Task instructions => Copy each of the following lines verbatim, without altering any character.

(Dataset records)
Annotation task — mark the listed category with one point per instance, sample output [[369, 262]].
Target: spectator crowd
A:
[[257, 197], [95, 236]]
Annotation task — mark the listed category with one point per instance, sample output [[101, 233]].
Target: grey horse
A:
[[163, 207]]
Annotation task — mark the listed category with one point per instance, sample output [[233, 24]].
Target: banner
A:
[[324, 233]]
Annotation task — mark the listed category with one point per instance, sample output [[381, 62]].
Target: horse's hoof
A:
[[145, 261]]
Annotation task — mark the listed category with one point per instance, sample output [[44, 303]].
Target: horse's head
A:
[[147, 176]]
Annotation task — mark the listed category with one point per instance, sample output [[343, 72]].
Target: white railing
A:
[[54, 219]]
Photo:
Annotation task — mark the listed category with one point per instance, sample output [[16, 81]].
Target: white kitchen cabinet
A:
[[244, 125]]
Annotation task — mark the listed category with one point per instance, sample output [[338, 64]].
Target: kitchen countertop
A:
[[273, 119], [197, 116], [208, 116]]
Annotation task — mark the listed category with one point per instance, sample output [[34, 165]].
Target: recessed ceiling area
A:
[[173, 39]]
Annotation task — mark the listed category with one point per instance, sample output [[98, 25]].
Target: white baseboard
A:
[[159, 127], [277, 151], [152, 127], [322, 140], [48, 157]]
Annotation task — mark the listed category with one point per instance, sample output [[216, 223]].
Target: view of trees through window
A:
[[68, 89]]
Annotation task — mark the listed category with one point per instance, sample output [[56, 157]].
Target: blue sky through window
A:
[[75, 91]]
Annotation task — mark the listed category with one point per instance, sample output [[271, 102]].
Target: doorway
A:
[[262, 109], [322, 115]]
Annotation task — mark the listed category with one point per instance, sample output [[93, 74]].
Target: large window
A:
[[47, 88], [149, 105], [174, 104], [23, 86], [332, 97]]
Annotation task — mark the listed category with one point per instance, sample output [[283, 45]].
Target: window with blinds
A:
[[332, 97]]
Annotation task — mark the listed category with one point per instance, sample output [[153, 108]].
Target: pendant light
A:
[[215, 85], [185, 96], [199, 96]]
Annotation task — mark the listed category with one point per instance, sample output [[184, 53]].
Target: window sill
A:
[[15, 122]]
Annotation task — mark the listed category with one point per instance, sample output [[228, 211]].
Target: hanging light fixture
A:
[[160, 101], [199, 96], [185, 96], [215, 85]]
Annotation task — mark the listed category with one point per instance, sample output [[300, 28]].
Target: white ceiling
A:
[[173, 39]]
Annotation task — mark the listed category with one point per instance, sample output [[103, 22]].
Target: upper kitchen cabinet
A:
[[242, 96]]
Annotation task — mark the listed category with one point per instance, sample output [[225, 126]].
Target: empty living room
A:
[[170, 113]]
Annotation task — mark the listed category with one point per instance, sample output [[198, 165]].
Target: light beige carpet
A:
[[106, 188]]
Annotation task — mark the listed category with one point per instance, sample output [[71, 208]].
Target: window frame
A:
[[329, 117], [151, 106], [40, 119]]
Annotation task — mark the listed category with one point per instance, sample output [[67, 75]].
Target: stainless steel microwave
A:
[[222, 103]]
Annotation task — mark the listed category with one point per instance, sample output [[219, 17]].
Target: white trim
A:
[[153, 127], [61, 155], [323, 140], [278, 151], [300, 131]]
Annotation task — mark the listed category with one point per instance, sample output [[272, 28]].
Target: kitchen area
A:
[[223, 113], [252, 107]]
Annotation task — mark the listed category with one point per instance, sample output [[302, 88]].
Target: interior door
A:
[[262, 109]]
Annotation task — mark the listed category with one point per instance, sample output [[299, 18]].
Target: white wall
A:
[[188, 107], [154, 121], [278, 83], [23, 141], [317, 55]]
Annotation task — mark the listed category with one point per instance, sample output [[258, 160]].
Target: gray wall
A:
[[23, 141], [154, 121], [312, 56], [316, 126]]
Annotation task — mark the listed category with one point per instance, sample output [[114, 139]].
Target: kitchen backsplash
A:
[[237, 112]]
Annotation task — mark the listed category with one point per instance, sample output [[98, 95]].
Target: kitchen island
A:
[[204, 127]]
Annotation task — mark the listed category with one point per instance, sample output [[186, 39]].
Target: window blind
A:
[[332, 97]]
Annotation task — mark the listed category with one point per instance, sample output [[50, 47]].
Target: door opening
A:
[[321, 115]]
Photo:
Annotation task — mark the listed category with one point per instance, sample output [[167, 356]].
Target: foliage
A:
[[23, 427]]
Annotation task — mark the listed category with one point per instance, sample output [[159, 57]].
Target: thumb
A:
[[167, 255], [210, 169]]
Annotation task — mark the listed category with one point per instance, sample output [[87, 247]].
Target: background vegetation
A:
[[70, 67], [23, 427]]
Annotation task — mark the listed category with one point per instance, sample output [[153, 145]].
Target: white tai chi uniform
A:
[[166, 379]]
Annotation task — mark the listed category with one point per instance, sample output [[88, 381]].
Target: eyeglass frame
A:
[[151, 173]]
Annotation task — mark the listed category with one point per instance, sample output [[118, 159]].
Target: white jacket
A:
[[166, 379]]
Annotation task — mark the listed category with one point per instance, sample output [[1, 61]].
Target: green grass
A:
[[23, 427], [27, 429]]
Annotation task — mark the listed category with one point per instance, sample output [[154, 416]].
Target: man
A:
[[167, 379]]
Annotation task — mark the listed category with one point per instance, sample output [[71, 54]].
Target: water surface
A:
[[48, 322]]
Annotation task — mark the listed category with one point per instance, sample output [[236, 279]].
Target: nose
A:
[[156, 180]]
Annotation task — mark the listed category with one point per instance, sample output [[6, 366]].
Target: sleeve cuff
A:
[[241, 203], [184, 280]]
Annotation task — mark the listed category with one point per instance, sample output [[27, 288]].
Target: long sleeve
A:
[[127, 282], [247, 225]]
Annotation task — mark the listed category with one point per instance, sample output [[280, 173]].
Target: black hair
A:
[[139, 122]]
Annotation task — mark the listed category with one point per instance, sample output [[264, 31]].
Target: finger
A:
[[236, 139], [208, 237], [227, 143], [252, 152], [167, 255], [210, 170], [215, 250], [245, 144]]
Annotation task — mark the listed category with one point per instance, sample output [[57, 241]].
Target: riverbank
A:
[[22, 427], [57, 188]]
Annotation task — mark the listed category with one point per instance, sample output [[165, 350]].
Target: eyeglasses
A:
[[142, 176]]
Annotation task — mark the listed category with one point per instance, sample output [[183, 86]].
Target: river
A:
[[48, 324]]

The result =>
Annotation task — mark the listed category with one point per instance, sample output [[369, 262]].
Target: spectator crowd
A:
[[257, 197], [95, 236]]
Annotation task — mark the listed category with one point per instance, sample output [[101, 233]].
Target: grey horse
A:
[[163, 207]]
Annotation task — mark the listed category with one point per instance, sample output [[233, 24]].
Target: banner
A:
[[324, 233]]
Annotation task — mark the listed category with one point per instance, sample output [[381, 62]].
Target: horse's hoof
A:
[[145, 261]]
Annotation task — mark the listed category with one point per instance, sample output [[44, 303]].
Target: horse's head
A:
[[147, 176]]
Annotation task — mark the listed category with one point per instance, sample output [[343, 72]].
Target: white railing
A:
[[54, 219]]
Photo:
Annotation task — mark the listed category with one point per instance, sample output [[16, 81]].
Target: white kitchen cabinet
A:
[[244, 125]]
Annotation task — mark the listed category with one point per instance, sample output [[338, 64]].
Target: kitchen countertop
A:
[[273, 119], [197, 116], [208, 116]]
Annotation task — mark the listed category with one point per instance, sample output [[34, 165]].
Target: recessed ceiling area
A:
[[173, 39]]
Annotation task — mark the listed category with one point per instance, sample output [[98, 25]].
Target: white baseboard
A:
[[159, 127], [277, 151], [152, 127], [322, 140], [48, 157]]
Annotation task — mark the listed category with one point per instance, sample output [[216, 223]].
Target: view of trees through window
A:
[[68, 89]]
Annotation task — mark the listed category with one point per instance, sample output [[56, 157]].
Target: blue sky through window
A:
[[75, 91]]
Annotation task — mark the listed category with one point per instance, sample output [[271, 102]].
Target: doorway
A:
[[262, 109], [322, 115]]
Annotation task — mark the listed category with one point per instance, sample output [[93, 74]].
Target: large window
A:
[[47, 88], [149, 105], [174, 104], [23, 86], [332, 97]]
Annotation task — mark the listed category with one point per instance, sample output [[283, 45]].
Target: window with blinds
A:
[[332, 97]]
Annotation task — mark the listed category with one point per instance, sample output [[153, 108]].
Target: pendant light
A:
[[215, 85], [185, 96], [199, 96]]
Annotation task — mark the listed category with one point per instance, sample output [[184, 53]].
Target: window sill
A:
[[15, 122]]
Annotation task — mark the listed category with one point per instance, sample output [[228, 211]].
Target: hanging light fixture
A:
[[160, 101], [199, 96], [185, 96], [215, 85]]
Annotation task — mark the listed category with one point per instance, sample output [[300, 28]].
Target: white ceiling
A:
[[173, 39]]
Annotation task — mark the listed category with one point per instance, sample output [[103, 22]].
Target: upper kitchen cabinet
A:
[[242, 96]]
Annotation task — mark the listed category with one point per instance, sample output [[225, 126]].
Target: empty living room
A:
[[170, 113]]
Annotation task — mark the listed category with one point per instance, sample output [[198, 165]].
Target: light beige carpet
A:
[[106, 188]]
Annotation task — mark the listed category with one point per instance, sample output [[71, 208]].
Target: window frame
A:
[[329, 117], [151, 106], [40, 119]]
Annotation task — mark the listed category with one point per instance, sample output [[67, 75]].
Target: stainless steel microwave
A:
[[222, 103]]
Annotation task — mark the listed category with one point per instance, sample output [[219, 17]].
Target: white trim
A:
[[153, 127], [61, 155], [323, 140], [278, 151], [300, 131]]
Annotation task — mark the listed category with one point per instance, sample output [[272, 28]].
Target: kitchen area
A:
[[223, 113], [252, 107]]
Annotation task — mark the listed category with one point per instance, sample output [[302, 88]].
Target: interior door
A:
[[262, 109]]
Annotation task — mark the listed category with one point per instance, sample output [[299, 18]].
Target: white wall
A:
[[188, 107], [154, 121], [278, 83], [23, 141], [317, 55]]
Annotation task — mark the listed category with one point per instance, sample output [[258, 160]].
Target: gray wall
A:
[[23, 141], [154, 121], [312, 56], [316, 126]]
Annotation task — mark the listed category with one point per instance, sample output [[114, 139]].
Target: kitchen backsplash
A:
[[237, 112]]
Annotation task — mark the listed category with one point per instance, sample output [[98, 95]].
Target: kitchen island
A:
[[204, 127]]
Annotation task — mark the listed category with one point per instance, sample output [[186, 39]].
Target: window blind
A:
[[332, 97]]
Annotation task — mark the listed category with one point per instance, sample output [[50, 47]].
Target: door opening
A:
[[321, 115]]
Photo:
Annotation task — mark the listed category with one point per instance, sample output [[167, 356]].
Target: foliage
A:
[[23, 427]]
Annotation task — mark the listed category with one point per instance, sample output [[159, 57]].
Target: thumb
A:
[[167, 255], [210, 169]]
Annotation task — mark the listed category with one point per instance, sample output [[87, 247]].
Target: background vegetation
A:
[[70, 67], [23, 427]]
Annotation task — mark the listed category with one point per instance, sample output [[153, 145]].
Target: white tai chi uniform
A:
[[166, 379]]
Annotation task — mark the listed category with one point per instance, sample output [[88, 381]].
Target: eyeglass frame
A:
[[151, 173]]
Annotation task — mark the listed category with one point per instance, sample output [[118, 159]].
Target: white jacket
A:
[[166, 379]]
Annotation task — mark the listed category with one point per instance, sample output [[1, 61]].
Target: green grass
A:
[[23, 427], [27, 429]]
Annotation task — mark the listed category with one point per instance, sample output [[154, 416]].
Target: man
A:
[[167, 379]]
Annotation task — mark the listed category with one point per instance, sample output [[71, 54]].
Target: water surface
A:
[[48, 322]]
Annotation task — mark the listed category with one point per instance, sample output [[236, 279]].
Target: nose
A:
[[156, 180]]
Annotation task — mark the listed category with one point per instance, sample output [[6, 366]].
Target: sleeve cuff
A:
[[241, 203], [184, 280]]
Annotation task — mark the listed category with one point per instance, sample output [[27, 288]].
Target: long sleeve
A:
[[127, 282], [247, 225]]
Annotation task — mark the listed category with one point per instance, sample output [[280, 173]].
Target: black hair
A:
[[139, 122]]
Annotation task — mark the listed category with one point per instance, sample output [[264, 31]].
Target: finger
A:
[[236, 139], [208, 237], [227, 143], [252, 152], [167, 255], [210, 170], [215, 250], [245, 144]]
Annotation task — mark the listed category with one point per instance, sample output [[57, 241]].
Target: riverbank
A:
[[22, 427], [57, 188]]
Annotation task — mark the listed category with one point per instance, sample output [[165, 350]].
Target: eyeglasses
A:
[[142, 176]]
Annotation task — mark the listed category with one point per instance, sample output [[183, 86]].
Target: river
A:
[[48, 324]]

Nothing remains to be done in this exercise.